═════ Aangeleverde tekst ═════

Een eenvoudig voorbeeld. Stel: een bedrijf groeit niet, en je verlangt een rendement van 10%. Dan kun je 10 keer de winst betalen. Zie je bij een vergelijkbaar bedrijf méér risico en eis je daarom 12,5% rendement, dan kun je nog maar 8 keer de winst betalen. Zonder dat risicoperspectief lijkt het tweede bedrijf goedkoper, terwijl dat — risicogewogen — helemaal niet zo hoeft te zijn.
In dit artikel wil ik stilstaan bij juist die laatste component: risico. En dan specifiek bij de impact ervan op waardering, met Chinese aandelen als illustratief voorbeeld.
De ogenschijnlijk goedkope waardering van Chinese aandelen
De algemene teneur over Chinese aandelen is dat ze spotgoedkoop zijn. Bedrijven als JD.com, Alibaba, Baidu, Netease noteren soms nog niet aan 10 keer de winst. Ze bieden groeipotentieel, aantrekkelijke ROIC’s, en tóch zijn ze goedkoop geprijsd. Althans, zo lijkt het.
Maar hoe goedkoop zijn ze werkelijk, als je het risico in ogenschouw neemt?
Ten eerste zijn er de bekende risico’s: regelgevingsonzekerheid, politieke bemoeienis, gebrekkige governance en beperkte transparantie. Die zijn op zichzelf al reden tot een verhoogde rendementseis.
Maar er is nog een ander, fundamenteler risico: het ontbreken van juridisch eigenaarschap.
Je koopt geen eigendom
Als buitenlandse belegger in Chinese aandelen word je géén eigenaar van het bedrijf waarin je denkt te investeren. De Chinese wet verbiedt buitenlandse eigendom in veel sectoren. Om toch toegang te krijgen tot buitenlands kapitaal maken Chinese bedrijven gebruik van zogeheten VIE-structuren (Variable Interest Entities), vaak gevestigd op locaties als de Kaaimaneilanden. Formeel blijven deze entiteiten onder controle van Chinese staatsburgers en omzeilen zo de wettelijke beperkingen.
Als belegger krijg je via zo’n structuur wel contractueel recht op de winst, maar géén juridisch eigendom van het onderliggende bedrijf.
En dat roept een belangrijke vraag op: hoe verwerk je dat risico in je rendementseis?

═════ Verzamelde gegevens ═════

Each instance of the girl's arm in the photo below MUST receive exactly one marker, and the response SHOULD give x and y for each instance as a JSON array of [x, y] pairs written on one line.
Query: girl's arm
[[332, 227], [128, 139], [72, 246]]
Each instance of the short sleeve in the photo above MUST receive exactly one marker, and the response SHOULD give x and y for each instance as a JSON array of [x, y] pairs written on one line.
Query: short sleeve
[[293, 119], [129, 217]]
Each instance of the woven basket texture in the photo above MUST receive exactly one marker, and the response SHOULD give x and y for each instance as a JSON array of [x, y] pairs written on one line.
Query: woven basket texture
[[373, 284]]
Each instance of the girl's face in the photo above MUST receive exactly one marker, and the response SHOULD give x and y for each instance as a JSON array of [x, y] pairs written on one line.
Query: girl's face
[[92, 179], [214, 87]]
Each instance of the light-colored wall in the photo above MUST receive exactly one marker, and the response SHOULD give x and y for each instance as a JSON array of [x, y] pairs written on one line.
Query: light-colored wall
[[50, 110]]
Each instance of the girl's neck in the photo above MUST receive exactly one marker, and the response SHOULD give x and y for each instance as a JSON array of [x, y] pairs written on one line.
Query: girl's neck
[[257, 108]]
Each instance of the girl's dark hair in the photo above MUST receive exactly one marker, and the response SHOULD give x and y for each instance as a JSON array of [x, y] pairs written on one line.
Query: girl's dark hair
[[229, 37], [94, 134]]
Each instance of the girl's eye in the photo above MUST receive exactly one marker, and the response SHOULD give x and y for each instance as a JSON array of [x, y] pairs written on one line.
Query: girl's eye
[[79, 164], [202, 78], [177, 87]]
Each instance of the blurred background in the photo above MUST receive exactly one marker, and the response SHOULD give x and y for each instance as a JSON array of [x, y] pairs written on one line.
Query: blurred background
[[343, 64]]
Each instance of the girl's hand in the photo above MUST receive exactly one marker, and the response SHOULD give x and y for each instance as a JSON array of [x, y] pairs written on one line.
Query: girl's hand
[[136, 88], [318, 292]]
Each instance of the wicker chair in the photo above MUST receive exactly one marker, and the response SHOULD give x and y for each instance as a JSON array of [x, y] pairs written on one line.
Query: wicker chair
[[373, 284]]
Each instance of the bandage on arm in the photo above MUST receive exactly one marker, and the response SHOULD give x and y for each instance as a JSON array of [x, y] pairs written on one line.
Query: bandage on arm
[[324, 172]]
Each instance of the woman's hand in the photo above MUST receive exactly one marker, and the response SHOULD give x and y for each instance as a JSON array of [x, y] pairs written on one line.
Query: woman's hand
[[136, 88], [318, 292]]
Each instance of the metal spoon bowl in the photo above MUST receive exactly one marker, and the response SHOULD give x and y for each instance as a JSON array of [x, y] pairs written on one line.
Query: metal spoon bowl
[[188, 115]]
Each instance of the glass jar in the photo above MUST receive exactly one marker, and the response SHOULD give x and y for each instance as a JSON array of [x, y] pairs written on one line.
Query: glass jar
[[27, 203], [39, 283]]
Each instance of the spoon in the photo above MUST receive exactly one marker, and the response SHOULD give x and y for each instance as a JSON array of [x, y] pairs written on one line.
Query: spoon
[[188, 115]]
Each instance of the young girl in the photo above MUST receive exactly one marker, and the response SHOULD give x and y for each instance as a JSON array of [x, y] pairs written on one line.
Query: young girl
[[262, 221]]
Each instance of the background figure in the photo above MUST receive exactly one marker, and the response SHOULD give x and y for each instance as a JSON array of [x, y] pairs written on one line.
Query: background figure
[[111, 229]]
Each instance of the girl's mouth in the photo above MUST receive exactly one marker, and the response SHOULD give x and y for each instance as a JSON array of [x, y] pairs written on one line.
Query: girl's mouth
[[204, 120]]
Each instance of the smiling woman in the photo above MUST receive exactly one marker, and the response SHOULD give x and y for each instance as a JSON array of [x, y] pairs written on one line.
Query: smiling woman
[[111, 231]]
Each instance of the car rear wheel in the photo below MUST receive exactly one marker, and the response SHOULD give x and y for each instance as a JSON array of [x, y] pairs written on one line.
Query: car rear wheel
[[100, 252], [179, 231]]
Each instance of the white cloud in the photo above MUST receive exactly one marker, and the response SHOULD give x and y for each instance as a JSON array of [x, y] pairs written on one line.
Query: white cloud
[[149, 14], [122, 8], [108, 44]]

═════
═════ Verzamelde gegevens ═════

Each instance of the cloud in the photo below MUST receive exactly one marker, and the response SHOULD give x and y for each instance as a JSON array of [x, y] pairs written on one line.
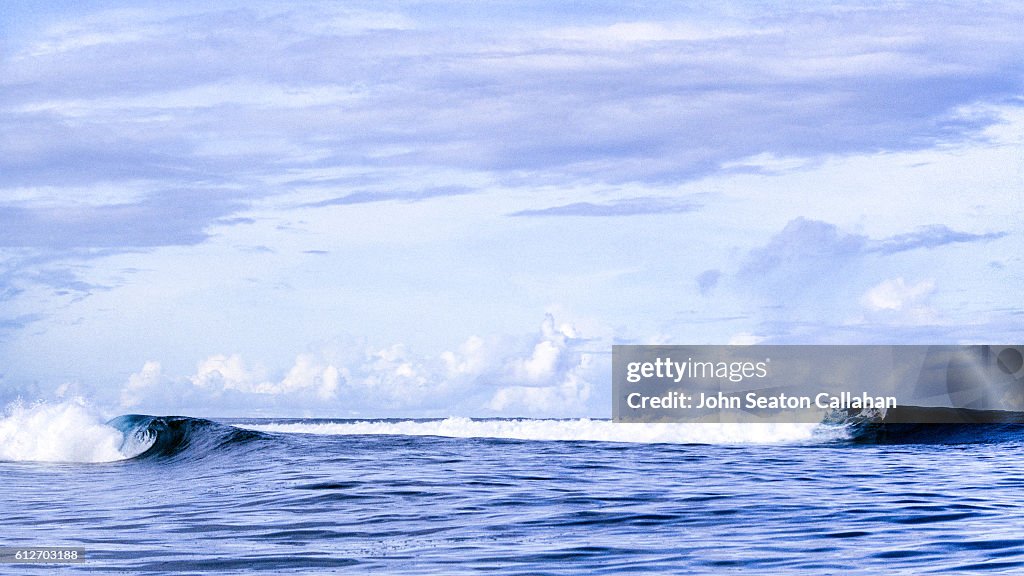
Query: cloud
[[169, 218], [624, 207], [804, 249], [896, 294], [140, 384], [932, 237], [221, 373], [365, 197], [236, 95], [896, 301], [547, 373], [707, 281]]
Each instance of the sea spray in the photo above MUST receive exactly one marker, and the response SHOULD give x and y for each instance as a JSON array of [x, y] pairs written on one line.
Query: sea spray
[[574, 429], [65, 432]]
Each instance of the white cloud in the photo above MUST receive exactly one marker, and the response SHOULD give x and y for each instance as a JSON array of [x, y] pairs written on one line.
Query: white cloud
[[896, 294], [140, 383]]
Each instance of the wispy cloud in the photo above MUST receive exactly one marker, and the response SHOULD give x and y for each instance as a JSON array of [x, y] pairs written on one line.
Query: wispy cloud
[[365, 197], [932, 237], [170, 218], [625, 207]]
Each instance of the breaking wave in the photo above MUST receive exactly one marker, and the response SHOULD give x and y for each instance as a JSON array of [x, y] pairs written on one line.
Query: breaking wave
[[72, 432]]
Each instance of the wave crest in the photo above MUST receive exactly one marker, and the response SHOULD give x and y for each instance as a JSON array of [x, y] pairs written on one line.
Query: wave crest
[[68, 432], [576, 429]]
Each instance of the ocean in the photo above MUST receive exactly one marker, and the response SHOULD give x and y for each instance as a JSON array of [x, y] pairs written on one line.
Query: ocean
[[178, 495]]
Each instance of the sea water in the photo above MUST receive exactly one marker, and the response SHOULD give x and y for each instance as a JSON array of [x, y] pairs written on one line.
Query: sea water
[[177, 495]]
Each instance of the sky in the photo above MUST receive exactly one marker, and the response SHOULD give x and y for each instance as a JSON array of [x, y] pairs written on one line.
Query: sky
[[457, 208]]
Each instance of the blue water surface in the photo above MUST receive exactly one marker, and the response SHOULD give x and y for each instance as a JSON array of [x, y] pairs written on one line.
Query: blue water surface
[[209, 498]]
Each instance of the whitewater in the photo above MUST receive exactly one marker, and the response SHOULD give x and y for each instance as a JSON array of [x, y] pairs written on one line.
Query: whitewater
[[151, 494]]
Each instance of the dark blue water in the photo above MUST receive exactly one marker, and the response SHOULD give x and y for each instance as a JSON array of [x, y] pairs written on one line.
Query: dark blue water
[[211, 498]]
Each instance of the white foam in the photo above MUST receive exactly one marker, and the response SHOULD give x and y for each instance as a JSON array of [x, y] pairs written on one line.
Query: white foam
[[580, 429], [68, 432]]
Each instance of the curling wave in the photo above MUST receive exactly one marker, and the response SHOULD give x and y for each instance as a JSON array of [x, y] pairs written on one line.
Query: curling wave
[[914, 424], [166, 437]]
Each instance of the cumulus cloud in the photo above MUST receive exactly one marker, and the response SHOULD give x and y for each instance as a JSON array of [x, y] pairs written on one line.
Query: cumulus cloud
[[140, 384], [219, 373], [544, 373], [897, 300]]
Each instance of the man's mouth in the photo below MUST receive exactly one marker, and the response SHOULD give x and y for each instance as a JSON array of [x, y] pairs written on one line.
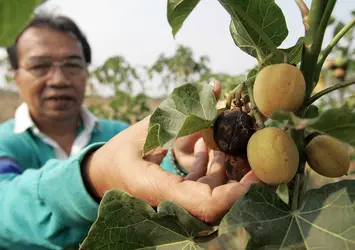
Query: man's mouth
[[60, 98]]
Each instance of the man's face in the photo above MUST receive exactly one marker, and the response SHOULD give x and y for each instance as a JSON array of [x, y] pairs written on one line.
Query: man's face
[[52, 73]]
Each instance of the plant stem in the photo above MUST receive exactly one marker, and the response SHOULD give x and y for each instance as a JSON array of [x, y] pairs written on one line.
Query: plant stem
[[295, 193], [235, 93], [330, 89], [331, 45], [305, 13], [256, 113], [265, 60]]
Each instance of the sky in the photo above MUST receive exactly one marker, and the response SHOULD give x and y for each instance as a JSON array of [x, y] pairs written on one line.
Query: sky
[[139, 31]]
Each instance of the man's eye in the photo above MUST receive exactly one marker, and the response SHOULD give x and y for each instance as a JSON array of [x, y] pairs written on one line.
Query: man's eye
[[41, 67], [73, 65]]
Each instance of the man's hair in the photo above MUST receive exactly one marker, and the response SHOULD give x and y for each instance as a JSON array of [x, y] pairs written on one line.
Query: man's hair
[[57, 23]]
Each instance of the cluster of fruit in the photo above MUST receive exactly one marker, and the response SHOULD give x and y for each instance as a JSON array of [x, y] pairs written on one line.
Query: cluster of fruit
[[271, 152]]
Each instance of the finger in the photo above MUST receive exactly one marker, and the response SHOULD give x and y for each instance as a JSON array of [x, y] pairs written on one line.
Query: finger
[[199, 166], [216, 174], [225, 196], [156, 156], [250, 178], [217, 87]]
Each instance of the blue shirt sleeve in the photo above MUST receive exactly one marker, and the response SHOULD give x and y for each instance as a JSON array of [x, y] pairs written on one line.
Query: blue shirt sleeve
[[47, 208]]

═════
═════ Verzamelde gegevens ═════

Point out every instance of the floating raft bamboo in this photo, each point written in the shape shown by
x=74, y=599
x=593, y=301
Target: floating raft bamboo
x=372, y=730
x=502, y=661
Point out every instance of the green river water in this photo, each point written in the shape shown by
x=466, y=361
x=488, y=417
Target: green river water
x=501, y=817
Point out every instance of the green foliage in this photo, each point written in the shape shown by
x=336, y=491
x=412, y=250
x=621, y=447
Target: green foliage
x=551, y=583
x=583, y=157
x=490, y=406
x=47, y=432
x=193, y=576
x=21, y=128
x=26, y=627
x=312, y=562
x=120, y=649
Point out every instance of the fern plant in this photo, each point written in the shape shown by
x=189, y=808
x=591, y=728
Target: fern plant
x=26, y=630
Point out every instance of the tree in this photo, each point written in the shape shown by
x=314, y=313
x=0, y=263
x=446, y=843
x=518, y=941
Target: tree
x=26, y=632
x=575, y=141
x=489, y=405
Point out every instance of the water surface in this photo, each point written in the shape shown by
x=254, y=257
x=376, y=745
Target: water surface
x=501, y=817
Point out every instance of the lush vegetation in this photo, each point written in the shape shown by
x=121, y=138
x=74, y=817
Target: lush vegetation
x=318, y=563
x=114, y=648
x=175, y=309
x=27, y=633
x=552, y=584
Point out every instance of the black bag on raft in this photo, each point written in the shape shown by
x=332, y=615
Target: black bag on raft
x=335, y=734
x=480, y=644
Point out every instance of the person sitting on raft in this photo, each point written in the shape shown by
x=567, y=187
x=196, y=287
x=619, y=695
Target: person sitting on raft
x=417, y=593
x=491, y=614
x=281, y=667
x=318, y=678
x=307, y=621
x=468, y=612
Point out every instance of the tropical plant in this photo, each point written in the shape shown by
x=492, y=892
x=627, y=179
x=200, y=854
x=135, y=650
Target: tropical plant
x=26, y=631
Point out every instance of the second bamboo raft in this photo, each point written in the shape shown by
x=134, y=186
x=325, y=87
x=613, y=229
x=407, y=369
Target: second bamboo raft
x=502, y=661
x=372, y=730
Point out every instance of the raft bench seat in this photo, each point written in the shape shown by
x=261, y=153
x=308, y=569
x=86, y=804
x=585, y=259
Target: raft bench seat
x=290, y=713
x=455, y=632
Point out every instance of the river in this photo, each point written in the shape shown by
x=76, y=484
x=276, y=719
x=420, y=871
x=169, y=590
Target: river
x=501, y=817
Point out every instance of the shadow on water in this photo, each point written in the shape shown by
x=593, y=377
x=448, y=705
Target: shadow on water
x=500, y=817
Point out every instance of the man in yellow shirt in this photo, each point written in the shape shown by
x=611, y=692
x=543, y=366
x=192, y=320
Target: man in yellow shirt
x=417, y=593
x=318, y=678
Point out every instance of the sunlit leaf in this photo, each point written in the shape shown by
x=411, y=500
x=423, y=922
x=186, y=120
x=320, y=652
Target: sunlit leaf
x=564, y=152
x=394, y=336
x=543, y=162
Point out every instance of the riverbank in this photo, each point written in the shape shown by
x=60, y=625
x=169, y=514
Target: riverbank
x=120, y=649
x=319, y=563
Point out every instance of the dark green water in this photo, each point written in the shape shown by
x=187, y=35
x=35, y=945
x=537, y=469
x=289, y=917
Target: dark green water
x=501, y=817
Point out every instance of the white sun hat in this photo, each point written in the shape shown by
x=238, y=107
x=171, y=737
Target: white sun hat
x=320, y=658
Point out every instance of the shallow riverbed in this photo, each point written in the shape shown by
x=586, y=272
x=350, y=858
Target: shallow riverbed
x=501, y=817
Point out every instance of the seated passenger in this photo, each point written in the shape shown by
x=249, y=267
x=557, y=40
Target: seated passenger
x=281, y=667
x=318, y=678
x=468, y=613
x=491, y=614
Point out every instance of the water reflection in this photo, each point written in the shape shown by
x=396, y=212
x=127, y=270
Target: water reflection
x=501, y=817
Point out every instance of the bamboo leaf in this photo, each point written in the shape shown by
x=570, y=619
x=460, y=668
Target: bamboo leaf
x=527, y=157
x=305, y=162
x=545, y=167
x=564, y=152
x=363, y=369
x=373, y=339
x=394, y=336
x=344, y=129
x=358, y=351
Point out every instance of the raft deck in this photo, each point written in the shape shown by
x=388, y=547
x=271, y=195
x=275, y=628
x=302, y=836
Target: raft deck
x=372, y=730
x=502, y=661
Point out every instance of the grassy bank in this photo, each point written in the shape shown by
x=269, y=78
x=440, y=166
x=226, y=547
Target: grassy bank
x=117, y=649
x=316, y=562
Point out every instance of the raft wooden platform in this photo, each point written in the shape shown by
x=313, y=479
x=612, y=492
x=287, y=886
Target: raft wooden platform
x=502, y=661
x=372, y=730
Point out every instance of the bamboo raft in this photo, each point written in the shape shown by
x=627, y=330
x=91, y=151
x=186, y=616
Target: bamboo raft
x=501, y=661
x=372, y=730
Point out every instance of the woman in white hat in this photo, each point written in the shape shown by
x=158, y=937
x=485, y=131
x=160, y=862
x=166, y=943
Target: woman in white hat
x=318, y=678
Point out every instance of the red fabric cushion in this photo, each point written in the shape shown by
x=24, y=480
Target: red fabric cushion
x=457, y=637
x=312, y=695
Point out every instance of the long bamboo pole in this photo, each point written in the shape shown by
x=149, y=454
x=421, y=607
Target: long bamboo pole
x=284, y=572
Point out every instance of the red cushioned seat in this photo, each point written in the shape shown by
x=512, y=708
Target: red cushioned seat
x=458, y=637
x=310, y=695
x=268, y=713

═════

§ **Opdrachten**:
1. Neem uit de tekst over Chinese aandelen letterlijk het stuk over dat begint bij "De ogenschijnlijk goedkope" en eindigt bij "zo lijkt het.".
2. Waar zijn de VIE-structuren van Chinese bedrijven volgens de tekst over Chinese aandelen vaak gevestigd?

§ **Antwoorden**:
1.
De ogenschijnlijk goedkope waardering van Chinese aandelen
De algemene teneur over Chinese aandelen is dat ze spotgoedkoop zijn. Bedrijven als JD.com, Alibaba, Baidu, Netease noteren soms nog niet aan 10 keer de winst. Ze bieden groeipotentieel, aantrekkelijke ROIC’s, en tóch zijn ze goedkoop geprijsd. Althans, zo lijkt het.

2. Op locaties als de Kaaimaneilanden.